_Saved entries:_
START
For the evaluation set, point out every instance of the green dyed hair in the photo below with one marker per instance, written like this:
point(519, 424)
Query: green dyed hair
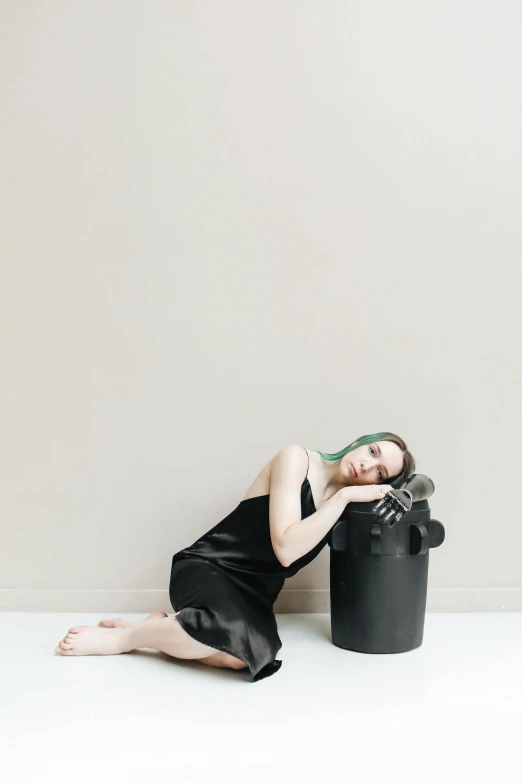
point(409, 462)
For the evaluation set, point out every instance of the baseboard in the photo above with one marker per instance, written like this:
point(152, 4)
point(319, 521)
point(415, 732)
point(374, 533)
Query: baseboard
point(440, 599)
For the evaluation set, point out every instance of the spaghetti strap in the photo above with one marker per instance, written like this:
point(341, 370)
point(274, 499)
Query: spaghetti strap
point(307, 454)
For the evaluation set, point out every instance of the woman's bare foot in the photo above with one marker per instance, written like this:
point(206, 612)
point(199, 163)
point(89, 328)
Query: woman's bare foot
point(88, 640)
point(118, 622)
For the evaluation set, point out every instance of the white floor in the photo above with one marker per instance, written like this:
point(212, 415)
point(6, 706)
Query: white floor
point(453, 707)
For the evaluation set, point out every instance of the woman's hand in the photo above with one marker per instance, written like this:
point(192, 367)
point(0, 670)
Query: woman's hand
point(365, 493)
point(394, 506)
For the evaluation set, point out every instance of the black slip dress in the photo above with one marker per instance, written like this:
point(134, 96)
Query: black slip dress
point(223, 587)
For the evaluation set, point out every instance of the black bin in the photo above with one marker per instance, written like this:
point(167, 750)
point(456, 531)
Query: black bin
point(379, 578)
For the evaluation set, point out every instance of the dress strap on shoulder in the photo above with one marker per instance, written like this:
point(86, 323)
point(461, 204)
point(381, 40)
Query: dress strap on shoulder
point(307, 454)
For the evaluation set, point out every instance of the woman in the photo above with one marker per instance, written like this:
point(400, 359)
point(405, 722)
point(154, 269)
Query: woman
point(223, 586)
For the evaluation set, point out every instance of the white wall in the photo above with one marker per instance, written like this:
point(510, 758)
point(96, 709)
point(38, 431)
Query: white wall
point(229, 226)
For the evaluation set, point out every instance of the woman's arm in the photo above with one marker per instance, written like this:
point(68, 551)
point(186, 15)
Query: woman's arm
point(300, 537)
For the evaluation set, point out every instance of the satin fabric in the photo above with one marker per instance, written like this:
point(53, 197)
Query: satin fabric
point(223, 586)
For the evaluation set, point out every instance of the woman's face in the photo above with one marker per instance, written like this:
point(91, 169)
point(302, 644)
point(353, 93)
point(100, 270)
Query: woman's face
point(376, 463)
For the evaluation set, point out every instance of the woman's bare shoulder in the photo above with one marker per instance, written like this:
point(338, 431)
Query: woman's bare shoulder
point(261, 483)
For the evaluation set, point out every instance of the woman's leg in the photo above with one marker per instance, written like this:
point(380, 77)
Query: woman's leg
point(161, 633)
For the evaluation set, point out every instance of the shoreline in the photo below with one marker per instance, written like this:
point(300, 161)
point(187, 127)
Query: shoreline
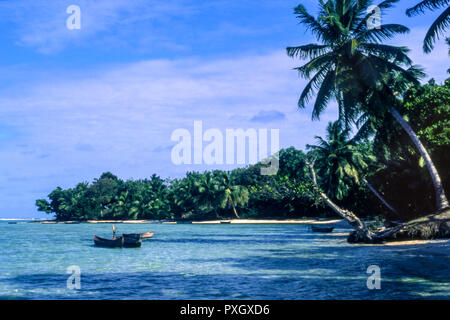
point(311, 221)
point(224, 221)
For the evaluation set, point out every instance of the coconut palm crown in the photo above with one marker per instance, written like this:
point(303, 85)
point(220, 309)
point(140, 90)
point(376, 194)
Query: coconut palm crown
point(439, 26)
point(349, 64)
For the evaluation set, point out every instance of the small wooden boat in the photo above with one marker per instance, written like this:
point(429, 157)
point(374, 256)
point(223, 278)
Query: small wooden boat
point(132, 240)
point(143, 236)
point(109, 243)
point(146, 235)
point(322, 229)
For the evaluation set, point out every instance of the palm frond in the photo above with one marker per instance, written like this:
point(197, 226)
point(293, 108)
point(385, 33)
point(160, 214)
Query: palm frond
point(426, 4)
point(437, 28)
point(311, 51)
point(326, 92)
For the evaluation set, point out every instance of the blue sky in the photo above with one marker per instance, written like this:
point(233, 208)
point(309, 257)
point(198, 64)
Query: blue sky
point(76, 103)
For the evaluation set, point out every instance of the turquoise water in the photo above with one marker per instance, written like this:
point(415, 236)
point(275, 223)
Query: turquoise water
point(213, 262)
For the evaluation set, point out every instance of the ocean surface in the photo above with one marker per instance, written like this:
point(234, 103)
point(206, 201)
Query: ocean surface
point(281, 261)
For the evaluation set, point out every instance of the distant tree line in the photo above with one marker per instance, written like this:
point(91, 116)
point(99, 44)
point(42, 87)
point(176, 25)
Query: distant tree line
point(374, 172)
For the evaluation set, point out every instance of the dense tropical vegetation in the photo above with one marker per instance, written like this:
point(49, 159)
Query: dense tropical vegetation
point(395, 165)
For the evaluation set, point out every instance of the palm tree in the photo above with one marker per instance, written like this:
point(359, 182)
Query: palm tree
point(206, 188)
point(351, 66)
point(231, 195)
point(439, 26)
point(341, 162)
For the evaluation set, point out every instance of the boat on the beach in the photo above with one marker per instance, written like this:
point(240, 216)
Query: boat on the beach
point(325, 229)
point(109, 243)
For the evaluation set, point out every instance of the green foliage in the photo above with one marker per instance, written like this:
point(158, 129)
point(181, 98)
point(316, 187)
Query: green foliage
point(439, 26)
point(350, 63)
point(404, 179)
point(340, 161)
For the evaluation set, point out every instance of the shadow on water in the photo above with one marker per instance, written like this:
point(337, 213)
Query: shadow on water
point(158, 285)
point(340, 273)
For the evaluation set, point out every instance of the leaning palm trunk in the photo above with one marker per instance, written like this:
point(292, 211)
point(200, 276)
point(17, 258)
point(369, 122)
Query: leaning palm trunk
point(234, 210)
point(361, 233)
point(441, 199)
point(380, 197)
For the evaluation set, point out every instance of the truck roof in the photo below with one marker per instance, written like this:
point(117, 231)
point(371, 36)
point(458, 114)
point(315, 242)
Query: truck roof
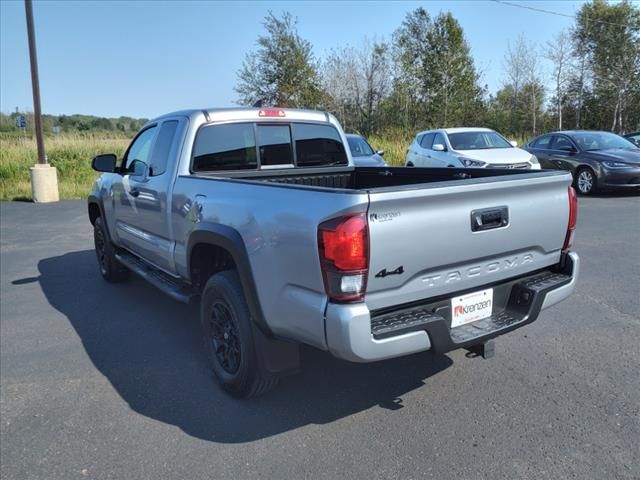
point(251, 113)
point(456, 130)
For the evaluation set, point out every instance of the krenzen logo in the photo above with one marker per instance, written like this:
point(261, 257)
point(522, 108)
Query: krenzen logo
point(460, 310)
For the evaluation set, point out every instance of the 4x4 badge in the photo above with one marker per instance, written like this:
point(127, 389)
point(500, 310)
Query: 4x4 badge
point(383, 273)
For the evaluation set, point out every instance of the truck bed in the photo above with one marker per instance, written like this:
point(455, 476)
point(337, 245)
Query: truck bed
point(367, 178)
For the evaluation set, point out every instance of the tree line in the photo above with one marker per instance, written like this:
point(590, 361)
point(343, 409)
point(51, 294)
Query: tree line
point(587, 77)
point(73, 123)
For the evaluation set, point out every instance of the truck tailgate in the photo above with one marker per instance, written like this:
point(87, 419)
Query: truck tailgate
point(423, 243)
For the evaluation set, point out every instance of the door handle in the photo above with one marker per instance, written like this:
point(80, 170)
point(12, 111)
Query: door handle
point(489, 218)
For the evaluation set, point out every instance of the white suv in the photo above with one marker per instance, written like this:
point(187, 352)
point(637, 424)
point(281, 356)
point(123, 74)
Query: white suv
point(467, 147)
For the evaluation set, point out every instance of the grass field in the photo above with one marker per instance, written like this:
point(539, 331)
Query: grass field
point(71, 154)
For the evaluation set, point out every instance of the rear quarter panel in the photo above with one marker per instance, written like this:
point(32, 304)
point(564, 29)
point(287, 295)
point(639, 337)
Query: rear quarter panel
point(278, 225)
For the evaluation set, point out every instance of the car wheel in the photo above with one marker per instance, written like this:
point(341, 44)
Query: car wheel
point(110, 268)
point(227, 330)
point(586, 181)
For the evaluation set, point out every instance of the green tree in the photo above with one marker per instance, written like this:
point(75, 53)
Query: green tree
END
_INSTRUCTIONS TO FOLLOW:_ Output the records above exactly as they are, leaving out the pictures.

_EXERCISE RESULT:_
For the evaluation set, point out every instance of the green dyed hair in the photo below with one marker per instance, written like this:
point(519, 424)
Query: green dyed hair
point(409, 462)
For the evaluation set, point out every instance of the baseboard in the photo above with one marker per instance, written like this:
point(152, 4)
point(319, 521)
point(415, 732)
point(374, 533)
Query: baseboard
point(440, 599)
For the evaluation set, point out every instance of the spaghetti strap in the photo above with one marker per instance, written like this:
point(341, 370)
point(274, 499)
Query: spaghetti strap
point(307, 454)
For the evaluation set, point out every instance of the woman's bare foot in the photo above with one marker per instance, written like this:
point(206, 612)
point(199, 163)
point(89, 328)
Query: woman's bare foot
point(88, 640)
point(118, 622)
For the evaluation set, point out every instance of the white floor in the photo above with one marker per instance, written like this:
point(212, 415)
point(6, 706)
Query: white floor
point(453, 707)
For the evaluation set, point out every instance of the woman's hand in the photo above with one marker per instance, written like this:
point(192, 367)
point(0, 670)
Query: woman's hand
point(365, 493)
point(394, 506)
For the evaluation set, point out every instance of the black slip dress in the photo above with one marker per instance, written like this:
point(134, 96)
Query: black slip dress
point(223, 587)
For the evaluation set, point out every instance of the black bin in the photo above with one marker per instance, written like this:
point(167, 750)
point(456, 531)
Query: black bin
point(379, 578)
For the evaluation set, point out every instance of the dress strap on shoulder in the photo above with one marker per instance, written like this:
point(86, 323)
point(461, 204)
point(381, 40)
Query: dress strap on shoulder
point(307, 454)
For the evaluation set, point out every instance of the woman in the photo above with one marker per instance, written like this:
point(400, 359)
point(405, 722)
point(154, 269)
Query: woman
point(223, 586)
For the evaluation set, point out every instance of the white wall in the photo above with one marker per instance, written like this:
point(510, 758)
point(96, 709)
point(38, 431)
Query: white wall
point(229, 226)
For the evaluation set, point out every instance of the woman's arm in the photo above with one marker per instance, written like this:
point(68, 551)
point(186, 15)
Query: woman's arm
point(300, 537)
For the evaluation set, point out every instance of the satin fabric in the photo above with one marker per instance, written like this:
point(53, 197)
Query: satin fabric
point(223, 586)
For the evaluation set, point out every instance of the woman's face in the photo above with one marker per instance, written like this:
point(91, 169)
point(302, 644)
point(353, 93)
point(100, 270)
Query: woman's face
point(376, 463)
For the evaluation set, point out every instance of the woman's bare shoulder in the photo above with one marker per instance, written like this:
point(338, 431)
Query: woman's bare shoulder
point(261, 483)
For the evaluation set, point out every instance of the woman's leg in the photo above with one marker per instance, written like this:
point(380, 77)
Query: woman's leg
point(161, 633)
For the evaluation set, point out every instance of the shoreline in the photo below with one marker per instance, written like this:
point(300, 161)
point(187, 127)
Query: shoreline
point(311, 221)
point(224, 221)
For the evaluation set, point out every instance of the coconut palm crown in the photo above with one marker per instance, written like this:
point(303, 85)
point(220, 309)
point(140, 90)
point(376, 194)
Query: coconut palm crown
point(439, 26)
point(349, 64)
For the evaluation set, point out every instance of the small wooden boat in the photo above with one marker per instance, written like this:
point(429, 157)
point(374, 256)
point(223, 278)
Query: small wooden boat
point(132, 240)
point(143, 236)
point(109, 243)
point(146, 235)
point(322, 229)
For the evaluation set, point out every instance of the palm frond in the photo above with one marker per instance, written like this:
point(197, 226)
point(293, 108)
point(385, 33)
point(160, 214)
Query: palm frond
point(426, 4)
point(437, 28)
point(311, 51)
point(326, 92)
For the evaluation set, point out every instance of the blue sky in the photo above with one marker per instance, written like this:
point(233, 208)
point(309, 257)
point(198, 64)
Query: blue sky
point(76, 103)
For the evaluation set, point out every instance of the turquoise water in the photo above with one marker per instance, written like this:
point(415, 236)
point(275, 223)
Query: turquoise water
point(213, 262)
For the evaluation set, point out every instance of the ocean surface in the photo above with one marker per instance, written like this:
point(234, 103)
point(206, 201)
Query: ocean surface
point(281, 261)
For the evaluation set, point out every instance of the distant tree line in the photo above with one marker per instance, written like this:
point(91, 116)
point(99, 44)
point(42, 87)
point(176, 25)
Query: distant tree line
point(374, 172)
For the evaluation set, point out every instance of the dense tropical vegetation in the photo above with one marker per instance, written like this:
point(49, 159)
Query: dense tropical vegetation
point(395, 165)
For the evaluation set, point out every instance of the palm tree in the photo above with one marker per instance, written like this:
point(359, 182)
Query: palm tree
point(206, 188)
point(351, 66)
point(231, 195)
point(439, 26)
point(341, 162)
For the evaluation set, point out every instance of the boat on the beach in the photo above with one marker per instance, written like this:
point(240, 216)
Query: boat on the beach
point(325, 229)
point(109, 243)
For the evaluation set, point out every instance of the green foliage in the photo above with one marker per instance, written like this:
point(158, 129)
point(181, 98)
point(316, 187)
Query: green foliage
point(439, 26)
point(350, 63)
point(404, 179)
point(340, 161)
For the evaluation set, point out every instance of the shadow on water in the photo above with one marker per instance, written like this:
point(337, 213)
Query: shadow on water
point(158, 285)
point(340, 273)
For the evaluation set, point out every instance of the leaning palm trunk in the photo above with one marker per instance, written like this:
point(292, 211)
point(200, 276)
point(17, 258)
point(369, 122)
Query: leaning palm trunk
point(234, 210)
point(361, 233)
point(441, 199)
point(380, 197)
For the evaluation set, point out every instance of the truck roof in the photo below with one marker per instance, written like this:
point(117, 231)
point(371, 36)
point(458, 114)
point(315, 242)
Query: truck roof
point(251, 113)
point(456, 130)
For the evaluation set, point out every instance of the krenzen logo in the photo above with one marker per instance, written like this:
point(261, 257)
point(522, 108)
Query: krenzen logo
point(460, 310)
For the evaluation set, point out every instance of the 4x4 badge in the photo above with one marker per instance, written like this:
point(127, 389)
point(500, 310)
Query: 4x4 badge
point(383, 273)
For the evaluation set, point out every instance of the truck bed in the photo above with one marker per instance, written like this:
point(455, 476)
point(337, 245)
Query: truck bed
point(367, 178)
For the evaluation set, point out every instance of the tree line in the photo above with one marker per instance, written like this:
point(590, 361)
point(343, 409)
point(51, 294)
Query: tree line
point(587, 77)
point(73, 123)
For the evaluation set, point out every instance of the truck tailgate in the photo above with one marker per instance, written like this:
point(87, 419)
Query: truck tailgate
point(423, 243)
For the evaluation set, point out every instance of the door handle in the photo above with one marker per instance, written like this:
point(80, 170)
point(12, 111)
Query: door handle
point(489, 218)
For the evaluation set, point out every instance of the white suv in the photo above with one marker per instance, written like this:
point(187, 352)
point(637, 424)
point(281, 356)
point(123, 74)
Query: white suv
point(467, 147)
For the evaluation set, point out every instance of the grass field in the photo above with one marker per instance, written like this:
point(539, 331)
Query: grass field
point(71, 154)
For the evaluation set, point out every instance of the rear quarter panel in the photo above with one marker per instance, written like this:
point(32, 304)
point(564, 29)
point(287, 295)
point(639, 337)
Query: rear quarter panel
point(278, 225)
For the evaluation set, point out every instance of the car wheel in the photo above with one marker per instance, written like this:
point(341, 44)
Query: car wheel
point(110, 268)
point(227, 330)
point(586, 181)
For the evaluation set, point out every instance of the green tree in the photo above with one marker per instance, written like this:
point(75, 53)
Query: green tree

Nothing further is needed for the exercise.